**Task set**
a - Answer these questions using the pattern guide, one answer per line, marked like the questions:
(i) What logic does the outer list stand for?
(ii) What number is set for "max_results" in the virus research example?
(iii) In the CRISPR case, what does the agent mark as unwanted?
b - Decide whether each statement agrees with the pattern guide. Mark each answer like its statement, give yes or no, and quote the words of the guide that decide it.
(i) Papers matching any disqualifying pattern are kept in the results.
(ii) In the inner list, all terms must be present.
(iii) For the CRISPR case, the agent picks SRA runs as identifiers for genes and genomes.
c - Please retype a part of the pattern guide unchanged. Begin at the words "How agents should" and stop after "(user said archaea)".

Text for analysis below:

Pattern Structure Format:

Each pattern group is a list of lists:

  • Outer list = OR logic (any pattern group can match)
  • Inner list = AND logic (all terms must be present)
json
{
  "concept_name": [
    ["term1", "term2"],    // term1 AND term2
    ["term3"]              // OR term3
  ]
}

Special pattern: disqualifying_terms

  • Papers matching ANY disqualifying pattern are EXCLUDED
  • Use to filter out irrelevant results

Example: Complex virus research query

json
{
  "primary_queries": {
    "virus_families": [
      ["Mirusviricota"],
      ["giant virus", "nucleocytoplasmic"]
    ],
    "hosts": [
      ["archaea", "archaeal"],
      ["extremophile", "thermophile"]
    ],
    "genes": [
      ["capsid", "major capsid protein"],
      ["portal protein"],
      ["DNA polymerase", "PolB"]
    ],
    "disqualifying_terms": [
      ["eukaryotic virus"],
      ["mammalian", "human"]
    ]
  },
  "secondary_queries": {
    "methods": [
      ["metagenomics"],
      ["single cell", "genomics"]
    ]
  },
  "identifier_patterns": {
    "genbank": [
      "\\b[A-Z]{4}\\d{5,8}\\b",
      "\\bGenBank:?\\s*([A-Z]{1,4}\\d{5,10})\\b"
    ],
    "refseq": [
      "\\b(?:NC_|NM_|NR_)\\d{6,9}(?:\\.\\d+)?\\b"
    ],
    "sra": [
      "\\b[SED]RR\\d{6,9}\\b"
    ]
  },
  "search_columns": ["title", "abstract_text", "full_text"],
  "extract_matches": "both",
  "add_group_counts": "primary",
  "max_results": 500
}

How agents should generate patterns:

When user asks: "Find papers about CRISPR in thermophilic archaea"

Agent thinks:

  1. Main concepts: CRISPR systems, thermophilic organisms
  2. Synonyms/variants: CRISPR-Cas, Cas proteins; Sulfolobus, Pyrococcus
  3. Unwanted: bacteria, eukaryotes (user said archaea)
  4. Identifiers: GenBank accessions (for genes/genomes)

End of Text for analysis.
Records shown below:

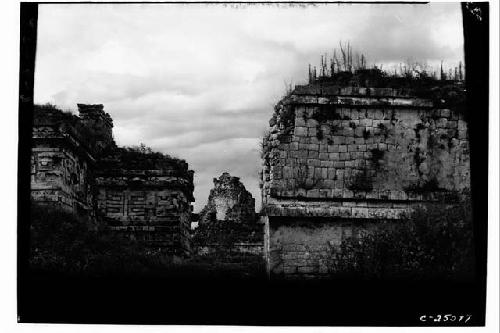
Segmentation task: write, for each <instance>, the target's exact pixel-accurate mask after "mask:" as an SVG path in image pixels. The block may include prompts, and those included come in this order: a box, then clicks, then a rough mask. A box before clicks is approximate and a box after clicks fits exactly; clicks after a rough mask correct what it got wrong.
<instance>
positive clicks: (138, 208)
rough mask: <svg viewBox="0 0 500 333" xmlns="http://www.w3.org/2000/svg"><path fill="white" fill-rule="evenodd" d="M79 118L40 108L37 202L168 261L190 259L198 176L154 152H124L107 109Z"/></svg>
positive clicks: (32, 196) (34, 138)
mask: <svg viewBox="0 0 500 333" xmlns="http://www.w3.org/2000/svg"><path fill="white" fill-rule="evenodd" d="M78 108H79V111H80V116H75V115H73V114H71V113H68V112H63V111H61V110H59V109H57V108H56V107H54V106H52V105H43V106H35V112H34V116H35V117H34V127H33V147H32V154H31V197H32V200H33V201H35V202H37V203H41V204H46V205H50V206H57V207H59V208H62V209H64V210H66V211H70V212H72V213H75V214H78V215H85V216H88V217H91V219H90V220H91V221H92V222H103V220H104V221H105V222H106V224H107V226H109V227H110V228H111V229H113V230H114V231H116V232H117V233H121V234H124V235H125V236H127V237H131V238H135V239H137V240H139V241H142V242H143V244H146V245H147V246H149V247H151V248H152V249H157V250H161V251H163V252H168V253H169V254H179V255H186V254H189V253H190V234H189V232H190V216H191V212H192V206H191V202H193V201H194V198H193V189H194V186H193V171H191V170H188V165H187V163H186V162H184V161H183V160H179V159H176V158H172V157H170V156H167V155H163V154H160V153H154V152H152V151H151V150H147V149H146V148H144V149H145V151H135V150H133V149H124V148H117V147H116V144H115V142H114V140H113V135H112V127H113V123H112V119H111V117H110V116H109V114H107V113H106V112H104V111H103V106H102V105H100V104H98V105H85V104H78Z"/></svg>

End of Records shown.

**Task-by-task solutions**
a -
(i) OR logic: any pattern group can match.
(ii) 500
(iii) Bacteria and eukaryotes.

b -
(i) No: "Papers matching ANY disqualifying pattern are EXCLUDED"
(ii) Yes: "Inner list = AND logic (all terms must be present)"
(iii) No: "Identifiers: GenBank accessions (for genes/genomes)"

c -
How agents should generate patterns:

When user asks: "Find papers about CRISPR in thermophilic archaea"

Agent thinks:

  1. Main concepts: CRISPR systems, thermophilic organisms
  2. Synonyms/variants: CRISPR-Cas, Cas proteins; Sulfolobus, Pyrococcus
  3. Unwanted: bacteria, eukaryotes (user said archaea)